## Work required
Your task is to transcribe the entries below exactly, beginning with the line containing "Query: forested hill" and ending with the final line, and to add nothing else.

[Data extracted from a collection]
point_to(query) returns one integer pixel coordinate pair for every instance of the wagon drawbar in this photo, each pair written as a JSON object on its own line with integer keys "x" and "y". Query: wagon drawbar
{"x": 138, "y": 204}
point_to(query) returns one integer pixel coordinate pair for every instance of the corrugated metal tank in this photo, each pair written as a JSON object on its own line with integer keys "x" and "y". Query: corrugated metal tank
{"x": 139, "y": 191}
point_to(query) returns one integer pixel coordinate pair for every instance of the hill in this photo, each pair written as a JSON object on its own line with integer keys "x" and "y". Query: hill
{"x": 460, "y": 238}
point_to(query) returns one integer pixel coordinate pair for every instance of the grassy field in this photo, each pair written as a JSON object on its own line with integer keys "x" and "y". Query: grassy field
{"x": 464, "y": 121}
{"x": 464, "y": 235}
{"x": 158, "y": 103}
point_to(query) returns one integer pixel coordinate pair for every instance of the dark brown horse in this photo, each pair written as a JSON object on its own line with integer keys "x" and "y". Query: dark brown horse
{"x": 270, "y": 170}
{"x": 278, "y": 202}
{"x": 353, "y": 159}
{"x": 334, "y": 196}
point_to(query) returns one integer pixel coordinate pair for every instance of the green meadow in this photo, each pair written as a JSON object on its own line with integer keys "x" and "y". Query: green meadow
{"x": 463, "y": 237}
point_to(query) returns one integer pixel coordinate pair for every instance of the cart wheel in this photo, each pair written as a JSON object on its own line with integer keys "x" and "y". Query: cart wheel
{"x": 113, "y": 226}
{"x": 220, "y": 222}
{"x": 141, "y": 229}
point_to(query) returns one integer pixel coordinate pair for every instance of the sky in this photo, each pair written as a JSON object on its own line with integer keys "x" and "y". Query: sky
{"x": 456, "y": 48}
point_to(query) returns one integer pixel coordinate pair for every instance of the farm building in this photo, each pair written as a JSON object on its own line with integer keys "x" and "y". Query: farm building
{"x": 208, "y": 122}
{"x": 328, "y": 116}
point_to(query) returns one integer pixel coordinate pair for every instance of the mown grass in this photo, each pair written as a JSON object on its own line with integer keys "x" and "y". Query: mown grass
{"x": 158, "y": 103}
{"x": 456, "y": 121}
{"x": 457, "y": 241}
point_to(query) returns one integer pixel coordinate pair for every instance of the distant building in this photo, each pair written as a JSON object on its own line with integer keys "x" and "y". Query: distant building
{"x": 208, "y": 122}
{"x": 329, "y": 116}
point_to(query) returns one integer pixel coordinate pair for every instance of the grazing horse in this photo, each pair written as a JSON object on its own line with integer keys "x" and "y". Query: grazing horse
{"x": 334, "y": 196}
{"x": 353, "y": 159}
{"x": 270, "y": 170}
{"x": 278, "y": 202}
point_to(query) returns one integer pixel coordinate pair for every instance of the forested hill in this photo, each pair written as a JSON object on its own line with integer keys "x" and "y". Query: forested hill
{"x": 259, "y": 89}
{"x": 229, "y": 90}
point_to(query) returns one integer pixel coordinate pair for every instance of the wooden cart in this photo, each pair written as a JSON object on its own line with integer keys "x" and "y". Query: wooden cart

## Answer space
point_to(query) returns one integer pixel coordinate pair for every instance of the forested hill in this photo, each pair written as a JSON object on its own line with integer keys "x" and "y". Query: forested hill
{"x": 259, "y": 89}
{"x": 229, "y": 90}
point_to(query) returns one integer pixel coordinate pair for every instance of the wooden cart in this photo, each pair written as a JSON object on its own line with integer keys "x" and "y". Query: wooden cart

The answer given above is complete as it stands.